> [Page]
-*-*-
The domain restriction rule provides increased safety without covering
up essential problems.
Figure 9
Biased-based
free energy estimates from a branched MBMetaD trajectory.
The bias-based PMF estimate of the primary trajectory at 200 ns (left)
is compared with estimates at 300 ns from direct continuation of that
trajectory (middle) and continuation from a new random equilibrated
initial conformation (right). The prominent differences between the
two show that sampling remains highly autocorrelated on a 100 ns time
scale even when biased, a hysteresis that properly indicates the presence
of hidden barriers.
Conclusions
The
new method MBMetaD fundamentally eliminates one of the primary
limitations of metadynamics, that adding energy indefinitely causes
undesired and irreversible change in many sensitive dynamical systems,
by providing an effective and convenient self-limiting mechanism that
causes it to fill up to a flexibly defined free energy level and no
farther—requiring no a priori estimate of
barrier heights but rather estimating them on-the-fly as necessary.
This allows for more focused study that should be especially practical
when using many CVs at once and incidentally demonstrates a solution
to the problem of boundary artifacts in metadynamics on domains of
any shape in any number of dimensions. Most importantly, it means
that using MBMetaD makes designing good CVs for metadynamics simpler.
If energy is no longer added in regions of CV space that are irrelevant
to transition mechanisms, the CVs no longer must be carefully tuned
there.Furthermore, having a controlled energy level makes setting
the
hill height and the tempering rates for WTMetaD and TTMetaD simpler.
Current practice requires users to choose their desired energy level
by balancing the level of tempering with the initial rate of biasing;[9,26] but the tempering must also be matched to only partially known CV
hysteresis time scales, and the biasing rate must also be matched
to the only partially known rate of dissipation in the system. Thus,
the parameters are overdetermined in a manner depending on unknowns
with opaque trade-offs; using MBMetaD to disentangle the choice of
final energy level from the choice of tempering rate and hill height
can make the choices more straightforward. Additional technical complexity
of the method for the implementer is therefore counterbalanced by
decreased intuitive complexity for actual application.By restricting
our changes to the hill function alone, we ensure
compatibility with many other advances in metadynamics methodology
that cannot be discussed in depth here. For instance, the new procedure
is compatible in principle with untempered,[7] well-tempered,[26] and transition-tempered[27] metadynamics, multiple walkers[40] and bias exchange,[29] driven
metadynamics,[42] experimentally directed
(ensemble-biased) metadynamics,[39,79] concurrent metadynamics,[30] multiple time steps,[80] and any choice of CV. It is not compatible with adaptive Gaussian
hills[32] but is compatible with field-coordinate
metadynamics.[18] As noted earlier, it is
implemented in a public fork of the PLUMED2 package[49] and is available with a short guide upon request.Moreover, there is little reason to think that this strategy applies
only to metadynamics. All other adaptive enhanced sampling methods
such as the adaptive biasing force[11,12] and orthogonal
space random walk[81] approaches can similarly
suffer hysteresis effects related to adding reckless driving forces
when their parameters are set too aggressively. It may be that adding
region-limiting mechanisms like the one presented here may allow for
more of those aggressive parameter choices to be used safely, with
substantial potential efficiency gains. In each case, one could use
the bias and an auxiliary histogram together to determine regions
of interest on the fly based on the simple definitions we propose
here, such as ‘everything less than 2 kT above the barrier
between these two states’.Finally, we find the physical
underpinnings of MBMetaD unexpectedly
natural, and we hope they will inspire further thought in the field.
The new hills can be understood as approximate Green’s functions
of diffusion inside the domain of interest plus an approximate quasistationary
distribution in the exterior of the domain. Mathematical work on the
foundations of accelerated dynamics[82,83] is finding
deep theoretical power in using quasistationary distributions in lifting
the Green’s function of a coarse-grained Markov process onto
a fine-grained configuration space. Therefore, the MBMetaD hills appear
to emerge as approximate mixed-resolution Green’s functions,
connecting the worlds of Markov state modeling, accelerated dynamics,
multiscale modeling, and CV-based adaptive enhanced sampling in a
surprising way.
-*-*-
> [Directive] Summarize the text on MBMetaD in two sentences.

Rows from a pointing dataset
-*-*-
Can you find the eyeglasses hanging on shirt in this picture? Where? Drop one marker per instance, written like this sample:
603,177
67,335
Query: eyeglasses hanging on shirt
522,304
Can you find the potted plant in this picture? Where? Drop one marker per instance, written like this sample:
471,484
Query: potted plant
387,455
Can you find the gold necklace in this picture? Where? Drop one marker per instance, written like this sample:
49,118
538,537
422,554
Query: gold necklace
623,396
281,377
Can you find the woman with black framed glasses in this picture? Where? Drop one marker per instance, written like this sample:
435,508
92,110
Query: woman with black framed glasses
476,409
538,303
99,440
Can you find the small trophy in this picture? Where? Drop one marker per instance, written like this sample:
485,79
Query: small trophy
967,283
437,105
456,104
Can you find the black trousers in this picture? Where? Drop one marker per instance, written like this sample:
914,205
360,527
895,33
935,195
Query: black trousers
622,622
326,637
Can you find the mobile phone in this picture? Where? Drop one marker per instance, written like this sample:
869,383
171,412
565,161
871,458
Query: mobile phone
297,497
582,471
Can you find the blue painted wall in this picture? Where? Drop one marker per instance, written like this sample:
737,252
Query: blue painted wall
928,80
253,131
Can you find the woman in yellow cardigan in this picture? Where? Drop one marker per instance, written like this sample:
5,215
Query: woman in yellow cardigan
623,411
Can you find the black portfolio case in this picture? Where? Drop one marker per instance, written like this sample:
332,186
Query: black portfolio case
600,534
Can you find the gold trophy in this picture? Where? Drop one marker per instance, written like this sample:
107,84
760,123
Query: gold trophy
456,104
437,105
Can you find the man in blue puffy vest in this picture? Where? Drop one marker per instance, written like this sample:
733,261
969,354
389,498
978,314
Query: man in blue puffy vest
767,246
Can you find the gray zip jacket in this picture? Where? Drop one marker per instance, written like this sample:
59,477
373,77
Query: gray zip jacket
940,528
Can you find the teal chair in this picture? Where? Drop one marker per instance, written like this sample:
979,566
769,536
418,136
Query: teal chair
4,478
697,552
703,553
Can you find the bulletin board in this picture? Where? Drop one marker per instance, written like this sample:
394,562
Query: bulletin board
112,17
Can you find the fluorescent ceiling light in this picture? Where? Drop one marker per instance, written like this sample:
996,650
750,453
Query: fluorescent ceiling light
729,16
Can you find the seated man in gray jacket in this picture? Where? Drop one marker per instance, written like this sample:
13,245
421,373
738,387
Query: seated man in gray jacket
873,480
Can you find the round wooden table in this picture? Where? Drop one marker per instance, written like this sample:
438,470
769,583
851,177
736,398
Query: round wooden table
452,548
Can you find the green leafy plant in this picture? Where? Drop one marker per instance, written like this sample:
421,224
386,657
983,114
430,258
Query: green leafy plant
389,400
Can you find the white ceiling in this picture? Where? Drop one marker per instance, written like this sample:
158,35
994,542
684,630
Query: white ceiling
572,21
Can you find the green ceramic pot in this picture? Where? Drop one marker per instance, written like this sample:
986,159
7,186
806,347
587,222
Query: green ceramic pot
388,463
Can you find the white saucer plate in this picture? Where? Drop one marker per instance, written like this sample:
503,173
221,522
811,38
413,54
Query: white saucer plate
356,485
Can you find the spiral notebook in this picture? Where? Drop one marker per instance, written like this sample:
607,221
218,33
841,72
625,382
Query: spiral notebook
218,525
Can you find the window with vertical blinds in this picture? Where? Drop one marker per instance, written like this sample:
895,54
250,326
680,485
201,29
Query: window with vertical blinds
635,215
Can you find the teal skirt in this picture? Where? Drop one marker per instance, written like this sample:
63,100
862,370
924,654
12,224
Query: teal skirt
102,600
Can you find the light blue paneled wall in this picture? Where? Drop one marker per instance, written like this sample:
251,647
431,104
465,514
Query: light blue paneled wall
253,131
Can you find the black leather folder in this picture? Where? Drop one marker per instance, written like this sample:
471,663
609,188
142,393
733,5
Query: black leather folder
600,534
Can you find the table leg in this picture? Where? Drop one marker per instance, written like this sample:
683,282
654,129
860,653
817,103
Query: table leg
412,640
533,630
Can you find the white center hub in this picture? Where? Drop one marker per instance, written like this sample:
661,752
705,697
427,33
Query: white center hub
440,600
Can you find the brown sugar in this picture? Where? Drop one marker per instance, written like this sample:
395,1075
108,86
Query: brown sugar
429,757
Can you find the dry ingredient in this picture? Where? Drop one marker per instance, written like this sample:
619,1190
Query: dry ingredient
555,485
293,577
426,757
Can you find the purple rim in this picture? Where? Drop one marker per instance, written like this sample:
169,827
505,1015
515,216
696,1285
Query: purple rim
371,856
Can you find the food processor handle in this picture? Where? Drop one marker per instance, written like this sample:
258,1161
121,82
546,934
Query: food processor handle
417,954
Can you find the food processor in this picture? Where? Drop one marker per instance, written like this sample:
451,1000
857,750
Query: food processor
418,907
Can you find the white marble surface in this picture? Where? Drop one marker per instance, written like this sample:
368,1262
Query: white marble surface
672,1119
-*-*-
> [Answer to this task] MBMetaD stops metadynamics from adding energy indefinitely by filling only up to a flexibly defined free energy level, which makes good CVs simpler to design and the hill height and tempering rates simpler to set. The method is compatible in principle with many other metadynamics advances, is implemented in a public fork of PLUMED2, and may let other adaptive enhanced sampling methods use more aggressive parameter choices safely.